● DATASET EXCERPTS:

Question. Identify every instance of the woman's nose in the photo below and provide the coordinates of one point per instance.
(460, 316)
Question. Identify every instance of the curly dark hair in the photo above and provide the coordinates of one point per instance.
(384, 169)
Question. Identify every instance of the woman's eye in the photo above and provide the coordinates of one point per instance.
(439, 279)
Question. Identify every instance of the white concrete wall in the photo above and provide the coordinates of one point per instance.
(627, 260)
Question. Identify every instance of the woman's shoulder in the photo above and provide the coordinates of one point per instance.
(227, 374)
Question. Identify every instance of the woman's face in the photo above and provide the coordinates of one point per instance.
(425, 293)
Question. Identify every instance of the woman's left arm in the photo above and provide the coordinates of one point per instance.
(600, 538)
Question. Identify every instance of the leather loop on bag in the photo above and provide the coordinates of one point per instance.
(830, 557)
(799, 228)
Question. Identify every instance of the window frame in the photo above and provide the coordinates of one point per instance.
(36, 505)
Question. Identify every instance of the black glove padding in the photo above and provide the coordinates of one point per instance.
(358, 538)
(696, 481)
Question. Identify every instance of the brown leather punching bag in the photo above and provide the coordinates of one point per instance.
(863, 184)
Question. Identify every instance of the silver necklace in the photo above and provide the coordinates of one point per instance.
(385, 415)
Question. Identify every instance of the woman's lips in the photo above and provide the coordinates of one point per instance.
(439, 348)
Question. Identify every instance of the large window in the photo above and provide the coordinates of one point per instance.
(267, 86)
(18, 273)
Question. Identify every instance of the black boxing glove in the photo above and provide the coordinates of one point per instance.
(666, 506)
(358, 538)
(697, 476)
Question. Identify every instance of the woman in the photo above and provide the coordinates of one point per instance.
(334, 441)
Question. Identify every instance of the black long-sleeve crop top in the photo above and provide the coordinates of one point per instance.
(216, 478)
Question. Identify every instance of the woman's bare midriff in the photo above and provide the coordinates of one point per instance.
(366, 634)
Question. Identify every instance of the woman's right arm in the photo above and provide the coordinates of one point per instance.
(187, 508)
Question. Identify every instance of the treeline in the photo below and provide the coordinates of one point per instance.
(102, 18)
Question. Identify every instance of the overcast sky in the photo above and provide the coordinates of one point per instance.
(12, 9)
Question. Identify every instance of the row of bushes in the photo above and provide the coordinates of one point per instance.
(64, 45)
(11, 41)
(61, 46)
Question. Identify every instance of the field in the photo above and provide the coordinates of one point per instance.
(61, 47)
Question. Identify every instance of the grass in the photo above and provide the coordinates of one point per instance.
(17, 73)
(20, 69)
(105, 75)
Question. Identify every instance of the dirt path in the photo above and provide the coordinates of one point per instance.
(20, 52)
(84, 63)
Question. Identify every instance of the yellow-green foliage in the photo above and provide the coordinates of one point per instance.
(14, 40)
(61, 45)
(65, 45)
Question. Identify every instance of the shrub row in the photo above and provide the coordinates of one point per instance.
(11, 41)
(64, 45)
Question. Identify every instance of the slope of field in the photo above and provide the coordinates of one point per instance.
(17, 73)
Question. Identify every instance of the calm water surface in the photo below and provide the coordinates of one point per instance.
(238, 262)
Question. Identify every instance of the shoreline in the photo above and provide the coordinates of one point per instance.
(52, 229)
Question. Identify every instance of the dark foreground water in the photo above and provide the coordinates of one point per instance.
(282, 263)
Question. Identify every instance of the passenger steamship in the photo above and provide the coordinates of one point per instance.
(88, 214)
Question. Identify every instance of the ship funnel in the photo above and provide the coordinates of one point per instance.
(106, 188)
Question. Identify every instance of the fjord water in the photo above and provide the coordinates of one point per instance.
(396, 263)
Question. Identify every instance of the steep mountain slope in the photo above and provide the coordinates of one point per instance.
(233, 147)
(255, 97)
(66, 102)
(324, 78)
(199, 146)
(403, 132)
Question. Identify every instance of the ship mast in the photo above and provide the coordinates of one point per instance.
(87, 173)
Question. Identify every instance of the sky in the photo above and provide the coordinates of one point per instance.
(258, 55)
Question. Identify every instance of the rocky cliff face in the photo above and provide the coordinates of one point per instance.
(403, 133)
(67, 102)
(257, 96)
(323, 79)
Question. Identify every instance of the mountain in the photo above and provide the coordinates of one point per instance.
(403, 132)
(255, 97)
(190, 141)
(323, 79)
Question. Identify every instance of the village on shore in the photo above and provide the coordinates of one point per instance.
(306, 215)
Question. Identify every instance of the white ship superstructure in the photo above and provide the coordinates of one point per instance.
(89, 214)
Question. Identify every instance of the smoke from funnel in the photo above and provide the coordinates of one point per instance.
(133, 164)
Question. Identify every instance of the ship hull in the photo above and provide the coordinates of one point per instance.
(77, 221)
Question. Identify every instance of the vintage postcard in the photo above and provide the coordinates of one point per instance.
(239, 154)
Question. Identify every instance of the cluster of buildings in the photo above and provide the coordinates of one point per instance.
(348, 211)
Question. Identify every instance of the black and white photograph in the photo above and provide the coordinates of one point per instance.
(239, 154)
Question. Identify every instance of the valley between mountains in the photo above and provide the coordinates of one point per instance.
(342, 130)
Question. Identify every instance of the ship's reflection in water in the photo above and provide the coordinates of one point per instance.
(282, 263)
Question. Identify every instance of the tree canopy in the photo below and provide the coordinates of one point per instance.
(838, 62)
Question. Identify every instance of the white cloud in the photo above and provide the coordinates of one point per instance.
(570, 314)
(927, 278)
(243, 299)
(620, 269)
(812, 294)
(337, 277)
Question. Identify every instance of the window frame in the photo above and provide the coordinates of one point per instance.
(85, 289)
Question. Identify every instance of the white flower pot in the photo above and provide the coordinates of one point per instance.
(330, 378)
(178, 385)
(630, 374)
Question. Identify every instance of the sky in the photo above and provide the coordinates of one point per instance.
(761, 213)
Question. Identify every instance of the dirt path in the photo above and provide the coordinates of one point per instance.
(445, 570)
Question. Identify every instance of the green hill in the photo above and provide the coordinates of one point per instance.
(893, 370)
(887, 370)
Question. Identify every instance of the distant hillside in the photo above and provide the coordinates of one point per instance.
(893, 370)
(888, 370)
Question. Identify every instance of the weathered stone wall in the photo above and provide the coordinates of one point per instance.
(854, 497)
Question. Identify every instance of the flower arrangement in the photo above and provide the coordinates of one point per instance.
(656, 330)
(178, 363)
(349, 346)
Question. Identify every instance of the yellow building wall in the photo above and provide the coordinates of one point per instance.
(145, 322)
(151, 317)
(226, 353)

● WHAT TO PRODUCE:
Reproduce the material exactly, with every line intact.

● RESULT OF THE EXERCISE:
Question. Identify every instance of the woman's nose in the photo below and provide the coordinates of one point per instance.
(460, 316)
Question. Identify every instance of the curly dark hair in the photo above and provide the coordinates of one point per instance.
(384, 169)
Question. Identify every instance of the woman's eye in the photo above and provide the coordinates of one point per instance.
(439, 279)
Question. Identify every instance of the white concrete wall in the photo above and provide the coordinates of one point per instance.
(627, 260)
Question. Identify every instance of the woman's shoulder in the photo above and provide the coordinates of one point per instance.
(227, 374)
Question. Identify every instance of the woman's face in the photo above and provide the coordinates of one point per instance.
(425, 293)
Question. Identify every instance of the woman's left arm in the photo above and provide the coordinates of one point per instance.
(600, 538)
Question. Identify every instance of the leather loop on bag in the photo above and provide the coordinates of one point per instance.
(830, 557)
(799, 228)
Question. Identify every instance of the window frame in the photo above and provide the coordinates of one point per instance.
(36, 505)
Question. Identify every instance of the black glove padding in the photo above and provide the coordinates of one point per instance.
(358, 538)
(696, 481)
Question. Identify every instance of the brown leather punching bag in the photo above and provide the coordinates of one point per instance.
(863, 184)
Question. Identify every instance of the silver necklace in the photo above and provide the coordinates of one point per instance.
(385, 415)
Question. Identify every instance of the woman's lips in the photo above and provide the coordinates of one point per instance.
(439, 348)
Question. Identify every instance of the large window in the photo above and provide the coordinates of one point per instance.
(267, 86)
(18, 273)
Question. Identify every instance of the black boxing glove in the photo above and provide the coordinates of one point per instance.
(666, 506)
(358, 538)
(697, 476)
Question. Identify every instance of the woman in the photo above and provide the coordinates of one point per instance.
(334, 441)
Question. Identify every instance of the black long-sleeve crop top in the photo above and provide the coordinates of one point per instance.
(216, 478)
Question. Identify every instance of the woman's bare midriff in the photo above and provide the coordinates of one point per instance.
(366, 634)
Question. Identify every instance of the woman's right arm in the photo above and provide the coordinates of one point per instance.
(187, 508)
Question. Identify every instance of the treeline in the photo below and provide the coordinates of one point per instance.
(102, 18)
Question. Identify every instance of the overcast sky in the photo above and provide the coordinates of one point per instance.
(12, 9)
Question. Identify every instance of the row of bushes in the photo above and provide the coordinates of one point per instance.
(64, 45)
(11, 41)
(61, 46)
Question. Identify every instance of the field in the photo above and provide the coordinates of one point per instance.
(61, 47)
Question. Identify every instance of the grass in the photo above and provide the coordinates of one point per instance.
(17, 73)
(20, 69)
(105, 75)
Question. Identify every instance of the dirt path in the photo above and provide the coordinates of one point per instance.
(20, 52)
(84, 63)
Question. Identify every instance of the yellow-green foliage in the photo above and provide the coordinates of one point per instance.
(14, 40)
(61, 45)
(65, 45)
Question. Identify every instance of the shrub row in the photo above and provide the coordinates of one point per instance.
(11, 41)
(64, 45)
Question. Identify every instance of the slope of field in the photo above and provide the coordinates of one point per instance.
(17, 73)
Question. Identify every instance of the calm water surface in the photo below and provide the coordinates of one point per instance.
(238, 262)
Question. Identify every instance of the shoreline in the photo above and provide the coordinates of one point per instance.
(52, 229)
Question. Identify every instance of the dark foreground water in the photo above and provide the coordinates of one point per instance.
(282, 263)
Question. Identify every instance of the passenger steamship in the photo above and provide the coordinates of one point per instance.
(88, 214)
Question. Identify every instance of the ship funnel in the photo above and provide the coordinates of one point per instance.
(106, 188)
Question. Identify every instance of the fjord water in the photo above and provide the coordinates of one point per instance.
(396, 263)
Question. Identify every instance of the steep mountain slope in the photo above and provide the coordinates of one point per instance.
(233, 147)
(255, 97)
(66, 102)
(324, 78)
(199, 146)
(403, 132)
Question. Identify every instance of the ship mast in the photo above and provide the coordinates of one point per instance.
(87, 173)
Question. Identify every instance of the sky in the photo above and provide the coordinates of one point per instance.
(258, 55)
Question. Identify every instance of the rocky cliff face in the photo above and provide the coordinates of one point per instance.
(403, 133)
(67, 102)
(257, 96)
(323, 79)
Question. Identify every instance of the mountain in the photo above and provide the coordinates of one point per instance.
(403, 132)
(255, 97)
(190, 141)
(323, 79)
Question. Identify every instance of the village on shore in the photo above and provide the coordinates of one point per instance.
(306, 215)
Question. Identify every instance of the white ship superstructure in the photo above and provide the coordinates of one point per instance.
(89, 214)
Question. Identify every instance of the smoke from funnel in the photo above and provide the coordinates of one point per instance.
(133, 164)
Question. Identify every instance of the ship hull in the photo above and provide the coordinates of one point per instance.
(77, 221)
Question. Identify every instance of the vintage postcard in the photo above and provide the coordinates of one point per instance.
(239, 154)
Question. Identify every instance of the cluster of buildings in the photo above and provide the coordinates of one point per instance.
(348, 211)
Question. Identify every instance of the black and white photograph in the photo above and provide the coordinates of one point per instance.
(239, 154)
Question. Identify every instance of the valley between mountains in the photo above and provide the coordinates of one point per instance.
(342, 130)
Question. Identify every instance of the ship's reflection in water in the photo above and provide the coordinates of one point per instance.
(282, 263)
Question. Identify every instance of the tree canopy in the photo below and provide the coordinates of one point per instance.
(838, 62)
Question. Identify every instance of the white cloud in the photo above and provide the coordinates of one point per instance.
(570, 314)
(927, 278)
(243, 299)
(620, 269)
(812, 294)
(337, 277)
Question. Identify every instance of the window frame in the photo above and provide the coordinates of one point per instance.
(85, 289)
Question. Identify every instance of the white flower pot in the photo above and provide the coordinates of one point per instance.
(330, 378)
(178, 385)
(630, 374)
Question. Identify every instance of the sky in the photo above and provide the coordinates of one point per instance.
(761, 213)
Question. Identify every instance of the dirt path in the photo above and provide the coordinates of one point per instance.
(445, 570)
Question. Identify every instance of the green hill in the photo above and provide the coordinates of one point per instance.
(893, 370)
(887, 370)
Question. Identify every instance of the distant hillside in the photo above and provide the coordinates of one point per instance.
(893, 370)
(888, 370)
Question. Identify every instance of the weathered stone wall in the photo above and provide the coordinates of one point per instance.
(854, 497)
Question. Identify every instance of the flower arrangement in the photo above and provide the coordinates of one point per instance.
(656, 330)
(178, 363)
(349, 346)
Question. Identify every instance of the yellow building wall in the photo above and provide the coordinates of one point per instance.
(145, 322)
(151, 317)
(226, 353)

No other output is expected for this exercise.